→ REQUIRED TASK 1
From the news briefing, reproduce everything from "THE BIG STORIES" down to "passed. (Daily Record)" word for word.
→ REQUIRED TASK 2
Answer these from the news briefing:
(a) Which city should stay dry until this evening?
(b) On what day did Holyrood wrap up?
(c) How many weeks of debate lie ahead of the elections?
→ REQUIRED TASK 3
Name every party the news briefing says is holding a campaign launch today.

In your briefing today:

  • The Scottish election campaign begins today, with the major parties launching their campaigns. It’s also a day of reflection on an arguably ineffective Scottish Parliament session.

  • From the commentators: A khaki election, and the start of a long debate on Scottish spending

  • Social media giants have been found guilty of creating addictive products that harm users

TODAY’S WEATHER

🌦️ A bright start gives way to clouds and showers for Glasgow, Edinburgh and Inverness, although Aberdeen should be dry until this evening. London also set for a bright, dry day. (Here’s the UK forecast).

THE BIG STORIES
Scottish elections start with reflection and rancour | UK blocks wind turbine plant | Iran rebuffs Trump plans

📣 The sixth session of the Scottish Parliament has been dissolved, and the starting pistol fired on six weeks of debate ahead of elections in early May.

That’s sparked plenty of reflection on the last five years of work by the Parliament, and turned the focus on what parties are promising for a session that will - barring surprises - take us into the 2030s.

  • Holyrood wrapped up on Wednesday after a dismal five-year session which saw two first ministers resign and little in the way of substantial legislation passed. (Daily Record)

  • The SNP, Scottish Labour, Scottish Conservatives, Scottish Greens and Scottish Liberal Democrats are all holding campaign launches today. (Herald)

  • Stephen Daisley: Holyrood locked its doors ahead of the election - sadly, it let MSPs leave first (Mail (£))

→ RECORDED INFORMATION
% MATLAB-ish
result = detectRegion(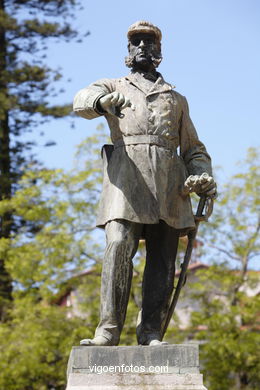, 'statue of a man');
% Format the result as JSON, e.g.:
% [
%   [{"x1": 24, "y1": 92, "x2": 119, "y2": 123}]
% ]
[{"x1": 74, "y1": 21, "x2": 216, "y2": 345}]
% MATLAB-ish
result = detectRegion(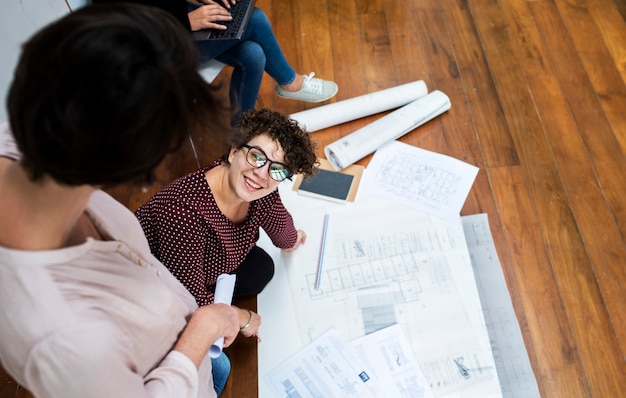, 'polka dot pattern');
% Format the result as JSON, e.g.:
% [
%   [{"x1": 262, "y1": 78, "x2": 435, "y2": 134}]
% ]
[{"x1": 136, "y1": 161, "x2": 297, "y2": 305}]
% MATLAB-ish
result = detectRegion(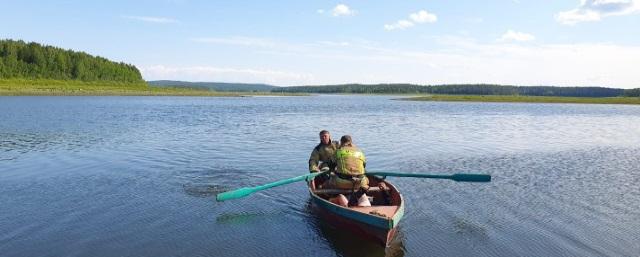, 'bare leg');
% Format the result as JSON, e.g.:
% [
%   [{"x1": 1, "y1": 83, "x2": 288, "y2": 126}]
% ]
[
  {"x1": 358, "y1": 194, "x2": 371, "y2": 207},
  {"x1": 329, "y1": 194, "x2": 349, "y2": 207}
]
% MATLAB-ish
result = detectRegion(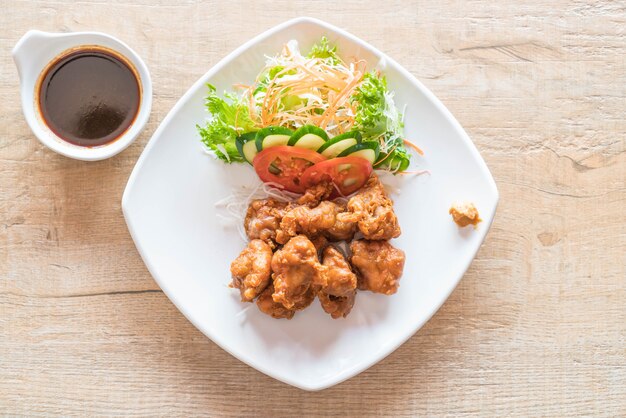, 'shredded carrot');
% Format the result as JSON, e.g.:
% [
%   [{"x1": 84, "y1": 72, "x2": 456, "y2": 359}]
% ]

→ TASK ANSWER 1
THE BIG STORIES
Scottish elections start with reflection and rancour | UK blocks wind turbine plant | Iran rebuffs Trump plans

📣 The sixth session of the Scottish Parliament has been dissolved, and the starting pistol fired on six weeks of debate ahead of elections in early May.

That’s sparked plenty of reflection on the last five years of work by the Parliament, and turned the focus on what parties are promising for a session that will - barring surprises - take us into the 2030s.

  • Holyrood wrapped up on Wednesday after a dismal five-year session which saw two first ministers resign and little in the way of substantial legislation passed. (Daily Record)

→ TASK ANSWER 2
(a) Aberdeen
(b) Wednesday
(c) Six

→ TASK ANSWER 3
The SNP, Scottish Labour, Scottish Conservatives, Scottish Greens, Scottish Liberal Democrats